** Start **

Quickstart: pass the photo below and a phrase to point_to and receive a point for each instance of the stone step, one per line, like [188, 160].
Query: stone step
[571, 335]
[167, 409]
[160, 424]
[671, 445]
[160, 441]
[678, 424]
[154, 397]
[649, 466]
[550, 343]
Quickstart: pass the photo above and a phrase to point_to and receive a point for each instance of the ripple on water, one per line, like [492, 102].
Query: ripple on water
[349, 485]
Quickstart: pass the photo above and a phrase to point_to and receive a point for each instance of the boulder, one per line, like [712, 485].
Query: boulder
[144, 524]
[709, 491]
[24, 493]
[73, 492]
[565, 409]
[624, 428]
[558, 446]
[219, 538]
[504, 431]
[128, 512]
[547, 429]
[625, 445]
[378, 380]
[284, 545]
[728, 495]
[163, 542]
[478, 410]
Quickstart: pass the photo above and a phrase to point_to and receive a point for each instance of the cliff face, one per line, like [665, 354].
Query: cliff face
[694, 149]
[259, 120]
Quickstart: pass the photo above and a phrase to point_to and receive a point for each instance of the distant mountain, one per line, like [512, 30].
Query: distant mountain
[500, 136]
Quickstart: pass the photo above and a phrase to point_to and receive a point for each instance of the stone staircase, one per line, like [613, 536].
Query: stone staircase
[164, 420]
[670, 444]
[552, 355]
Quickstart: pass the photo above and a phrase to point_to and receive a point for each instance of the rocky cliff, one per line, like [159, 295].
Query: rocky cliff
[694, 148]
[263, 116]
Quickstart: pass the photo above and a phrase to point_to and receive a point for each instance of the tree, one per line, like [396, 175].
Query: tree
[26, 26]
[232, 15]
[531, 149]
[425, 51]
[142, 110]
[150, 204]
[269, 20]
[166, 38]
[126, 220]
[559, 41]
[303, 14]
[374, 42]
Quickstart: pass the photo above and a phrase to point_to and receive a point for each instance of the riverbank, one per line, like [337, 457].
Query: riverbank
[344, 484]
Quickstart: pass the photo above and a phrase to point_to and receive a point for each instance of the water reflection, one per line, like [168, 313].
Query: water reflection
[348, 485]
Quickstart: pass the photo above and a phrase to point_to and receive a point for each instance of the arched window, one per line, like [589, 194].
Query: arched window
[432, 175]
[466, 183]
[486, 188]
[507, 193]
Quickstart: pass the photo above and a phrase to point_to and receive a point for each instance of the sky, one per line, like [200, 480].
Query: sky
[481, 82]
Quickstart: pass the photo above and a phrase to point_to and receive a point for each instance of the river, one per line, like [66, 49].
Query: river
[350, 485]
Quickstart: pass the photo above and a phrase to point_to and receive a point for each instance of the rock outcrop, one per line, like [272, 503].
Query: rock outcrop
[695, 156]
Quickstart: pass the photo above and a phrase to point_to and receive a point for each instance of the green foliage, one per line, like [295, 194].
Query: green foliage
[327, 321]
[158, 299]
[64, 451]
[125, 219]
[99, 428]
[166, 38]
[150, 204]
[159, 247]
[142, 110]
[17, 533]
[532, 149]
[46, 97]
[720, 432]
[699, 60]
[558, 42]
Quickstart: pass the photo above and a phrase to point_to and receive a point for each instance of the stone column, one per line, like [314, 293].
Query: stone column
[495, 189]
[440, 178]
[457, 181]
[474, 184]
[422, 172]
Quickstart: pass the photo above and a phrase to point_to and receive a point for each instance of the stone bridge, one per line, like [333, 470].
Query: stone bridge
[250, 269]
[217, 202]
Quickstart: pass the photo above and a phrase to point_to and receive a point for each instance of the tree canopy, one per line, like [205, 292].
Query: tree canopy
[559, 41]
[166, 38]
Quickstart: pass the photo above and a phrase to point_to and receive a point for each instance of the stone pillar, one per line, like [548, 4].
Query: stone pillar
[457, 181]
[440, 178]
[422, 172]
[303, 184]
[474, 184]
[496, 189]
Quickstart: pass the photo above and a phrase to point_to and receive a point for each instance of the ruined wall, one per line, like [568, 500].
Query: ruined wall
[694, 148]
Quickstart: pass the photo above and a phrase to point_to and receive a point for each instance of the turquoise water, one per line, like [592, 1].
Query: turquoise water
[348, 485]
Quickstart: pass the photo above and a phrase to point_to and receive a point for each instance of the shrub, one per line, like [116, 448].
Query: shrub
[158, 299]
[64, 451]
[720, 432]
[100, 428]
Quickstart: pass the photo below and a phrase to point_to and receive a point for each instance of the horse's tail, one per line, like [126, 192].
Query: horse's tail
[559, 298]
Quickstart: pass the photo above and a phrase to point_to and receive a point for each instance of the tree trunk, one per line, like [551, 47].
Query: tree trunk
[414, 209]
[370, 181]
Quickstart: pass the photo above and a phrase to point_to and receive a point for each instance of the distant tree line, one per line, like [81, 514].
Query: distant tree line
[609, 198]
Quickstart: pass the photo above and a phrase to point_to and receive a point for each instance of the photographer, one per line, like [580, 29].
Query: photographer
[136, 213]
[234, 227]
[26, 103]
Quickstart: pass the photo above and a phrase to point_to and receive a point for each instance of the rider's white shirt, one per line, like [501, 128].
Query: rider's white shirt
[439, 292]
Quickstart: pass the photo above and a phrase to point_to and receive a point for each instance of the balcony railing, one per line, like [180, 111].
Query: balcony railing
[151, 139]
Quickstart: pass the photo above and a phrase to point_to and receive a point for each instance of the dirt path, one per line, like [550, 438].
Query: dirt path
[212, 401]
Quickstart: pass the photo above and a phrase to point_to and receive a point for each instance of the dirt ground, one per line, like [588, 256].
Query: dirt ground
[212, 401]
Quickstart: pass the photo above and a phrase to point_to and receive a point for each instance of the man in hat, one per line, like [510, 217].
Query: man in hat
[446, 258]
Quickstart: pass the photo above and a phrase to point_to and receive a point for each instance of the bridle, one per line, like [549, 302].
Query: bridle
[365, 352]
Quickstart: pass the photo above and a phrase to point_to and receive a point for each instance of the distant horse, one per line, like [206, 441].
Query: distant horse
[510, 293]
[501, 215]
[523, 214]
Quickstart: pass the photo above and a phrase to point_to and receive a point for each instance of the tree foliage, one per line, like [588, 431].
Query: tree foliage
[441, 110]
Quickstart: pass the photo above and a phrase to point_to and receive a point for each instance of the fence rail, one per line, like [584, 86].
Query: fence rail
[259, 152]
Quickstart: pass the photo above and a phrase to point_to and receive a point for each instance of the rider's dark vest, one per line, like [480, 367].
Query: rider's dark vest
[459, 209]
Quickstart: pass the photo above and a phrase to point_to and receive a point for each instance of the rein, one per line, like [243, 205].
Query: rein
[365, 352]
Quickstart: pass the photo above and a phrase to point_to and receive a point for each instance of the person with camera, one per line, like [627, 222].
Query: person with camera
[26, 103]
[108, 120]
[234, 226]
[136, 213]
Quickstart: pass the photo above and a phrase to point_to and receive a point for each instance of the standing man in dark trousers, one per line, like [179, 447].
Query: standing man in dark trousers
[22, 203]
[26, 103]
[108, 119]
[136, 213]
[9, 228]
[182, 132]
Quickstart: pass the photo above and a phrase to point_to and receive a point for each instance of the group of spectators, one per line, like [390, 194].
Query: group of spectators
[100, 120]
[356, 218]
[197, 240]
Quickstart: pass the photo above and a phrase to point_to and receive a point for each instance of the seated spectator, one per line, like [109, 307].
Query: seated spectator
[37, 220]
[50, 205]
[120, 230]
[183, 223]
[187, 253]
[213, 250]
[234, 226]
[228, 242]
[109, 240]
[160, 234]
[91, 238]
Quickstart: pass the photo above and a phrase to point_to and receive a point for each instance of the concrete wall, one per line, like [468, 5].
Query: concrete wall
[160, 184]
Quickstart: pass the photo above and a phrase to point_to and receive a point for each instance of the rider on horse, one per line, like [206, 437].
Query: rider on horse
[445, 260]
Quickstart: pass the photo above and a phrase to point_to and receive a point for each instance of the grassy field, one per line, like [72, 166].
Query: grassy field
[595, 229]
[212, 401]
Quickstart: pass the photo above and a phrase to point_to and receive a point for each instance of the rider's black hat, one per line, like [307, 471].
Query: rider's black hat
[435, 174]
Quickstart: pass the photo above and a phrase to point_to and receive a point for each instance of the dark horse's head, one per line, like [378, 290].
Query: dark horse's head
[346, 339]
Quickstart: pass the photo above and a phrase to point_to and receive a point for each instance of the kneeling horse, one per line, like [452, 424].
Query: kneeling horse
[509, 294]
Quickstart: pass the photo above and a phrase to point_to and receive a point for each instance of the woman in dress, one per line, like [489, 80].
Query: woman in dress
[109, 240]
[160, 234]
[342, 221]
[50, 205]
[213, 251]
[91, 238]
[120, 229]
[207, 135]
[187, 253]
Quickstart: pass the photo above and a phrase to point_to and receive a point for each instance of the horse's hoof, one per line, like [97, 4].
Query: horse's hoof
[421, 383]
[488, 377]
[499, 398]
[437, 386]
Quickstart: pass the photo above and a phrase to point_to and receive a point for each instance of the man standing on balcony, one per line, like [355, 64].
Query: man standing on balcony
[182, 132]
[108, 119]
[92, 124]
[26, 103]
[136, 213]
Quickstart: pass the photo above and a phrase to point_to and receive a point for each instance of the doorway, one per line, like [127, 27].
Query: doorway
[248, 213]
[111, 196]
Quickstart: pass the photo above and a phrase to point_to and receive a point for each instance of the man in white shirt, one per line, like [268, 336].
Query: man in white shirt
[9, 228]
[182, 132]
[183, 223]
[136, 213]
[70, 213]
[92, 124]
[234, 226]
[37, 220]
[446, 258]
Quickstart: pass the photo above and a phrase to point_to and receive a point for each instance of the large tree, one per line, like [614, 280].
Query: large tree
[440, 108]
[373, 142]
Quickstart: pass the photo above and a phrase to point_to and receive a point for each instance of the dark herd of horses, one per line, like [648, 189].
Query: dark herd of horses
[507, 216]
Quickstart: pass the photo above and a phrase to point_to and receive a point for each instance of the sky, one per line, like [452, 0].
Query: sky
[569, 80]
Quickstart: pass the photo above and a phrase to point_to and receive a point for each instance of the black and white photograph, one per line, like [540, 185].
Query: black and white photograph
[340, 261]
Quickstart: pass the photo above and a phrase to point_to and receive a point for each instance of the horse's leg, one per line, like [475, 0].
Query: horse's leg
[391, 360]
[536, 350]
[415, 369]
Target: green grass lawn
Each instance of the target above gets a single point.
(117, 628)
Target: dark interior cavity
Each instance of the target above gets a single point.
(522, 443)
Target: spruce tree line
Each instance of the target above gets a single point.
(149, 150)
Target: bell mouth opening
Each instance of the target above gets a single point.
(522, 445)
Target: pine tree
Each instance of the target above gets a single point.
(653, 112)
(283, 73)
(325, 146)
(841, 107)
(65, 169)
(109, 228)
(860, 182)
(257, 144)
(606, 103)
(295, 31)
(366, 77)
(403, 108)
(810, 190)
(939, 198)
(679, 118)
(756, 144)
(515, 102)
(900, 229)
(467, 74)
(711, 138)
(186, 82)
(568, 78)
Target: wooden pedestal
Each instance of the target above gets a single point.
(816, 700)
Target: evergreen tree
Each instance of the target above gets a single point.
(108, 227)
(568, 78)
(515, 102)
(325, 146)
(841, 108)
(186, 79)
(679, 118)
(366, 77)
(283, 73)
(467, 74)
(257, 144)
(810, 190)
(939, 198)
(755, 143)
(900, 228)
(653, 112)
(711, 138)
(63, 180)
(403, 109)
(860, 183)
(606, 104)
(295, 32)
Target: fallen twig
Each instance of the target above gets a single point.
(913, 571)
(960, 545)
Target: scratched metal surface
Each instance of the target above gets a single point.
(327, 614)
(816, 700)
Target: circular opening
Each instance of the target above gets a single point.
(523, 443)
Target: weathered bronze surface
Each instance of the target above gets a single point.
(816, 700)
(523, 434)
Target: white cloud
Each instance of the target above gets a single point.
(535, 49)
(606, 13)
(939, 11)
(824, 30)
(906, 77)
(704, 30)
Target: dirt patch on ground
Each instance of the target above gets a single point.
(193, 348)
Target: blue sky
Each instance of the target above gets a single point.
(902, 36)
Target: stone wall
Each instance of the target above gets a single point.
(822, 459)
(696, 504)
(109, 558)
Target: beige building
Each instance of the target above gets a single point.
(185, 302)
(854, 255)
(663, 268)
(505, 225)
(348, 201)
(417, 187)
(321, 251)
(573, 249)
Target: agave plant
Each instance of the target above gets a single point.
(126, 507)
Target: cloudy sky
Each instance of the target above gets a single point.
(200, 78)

** End **

STATED TASK
Extract the lines above from the one containing "Target: fallen twig" to the last line, both included, exactly as written.

ANSWER TO THIS TASK
Target: fallen twig
Each instance of the target above gets a single point.
(913, 571)
(960, 545)
Target: scratched metal surface
Each instance of the target above gets a single point.
(327, 614)
(816, 700)
Target: circular opening
Each instance of the target above gets a single point.
(523, 443)
Target: weathered bronze surface
Each instance of the target above gets a single point.
(816, 700)
(523, 434)
Target: white cloud
Each instance of the target above gets a single point.
(535, 49)
(606, 13)
(939, 11)
(824, 30)
(906, 77)
(704, 30)
Target: dirt patch on ground
Each instance of the target above gets a single point.
(193, 348)
Target: blue sky
Each instance of the target above gets a single point.
(902, 36)
Target: stone wall
Each instance of the target above gets a single point.
(822, 459)
(696, 504)
(109, 558)
Target: beige building
Each instance of the target above gets a single point.
(185, 302)
(854, 255)
(663, 268)
(505, 225)
(348, 201)
(417, 187)
(321, 251)
(573, 249)
Target: agave plant
Each instance of the target above gets a single point.
(126, 507)
Target: cloudy sky
Each instance of the target above gets a single point.
(200, 78)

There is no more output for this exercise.